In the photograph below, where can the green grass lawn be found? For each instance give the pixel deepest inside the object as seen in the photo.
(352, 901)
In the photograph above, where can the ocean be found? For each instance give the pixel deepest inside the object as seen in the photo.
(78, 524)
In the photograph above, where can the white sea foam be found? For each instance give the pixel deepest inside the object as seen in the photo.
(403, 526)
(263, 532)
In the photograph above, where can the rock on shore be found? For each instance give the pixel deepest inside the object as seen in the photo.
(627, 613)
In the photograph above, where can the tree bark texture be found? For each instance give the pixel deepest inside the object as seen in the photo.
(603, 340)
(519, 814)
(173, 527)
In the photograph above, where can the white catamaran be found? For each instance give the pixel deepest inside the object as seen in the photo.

Task to carry out:
Line by line, copy the entries above exactly as they appear.

Solution:
In the photograph below, where can the green grass lawn be found? For each instance give the pixel deepest inside the object as seen in the photo.
(352, 901)
In the photograph above, where can the ocean be found? For each instance give the pixel deepest inside the object as seen in the photo.
(78, 524)
In the photograph above, where can the white sea foam be found? For each instance give the pixel deepest inside the object as seen in the photo.
(403, 526)
(263, 532)
In the photograph above, where can the rock on shore be found? For each instance give the pixel deepest inside the object as seen in the photo.
(627, 613)
In the photograph above, where can the tree bark texture be found? For each instance give the pixel deepest inside the object as seen in the photo.
(603, 340)
(519, 814)
(173, 527)
In the photograph above, where can the white catamaran be found? For each instance give the pixel deepest inside the object as seen in the photo.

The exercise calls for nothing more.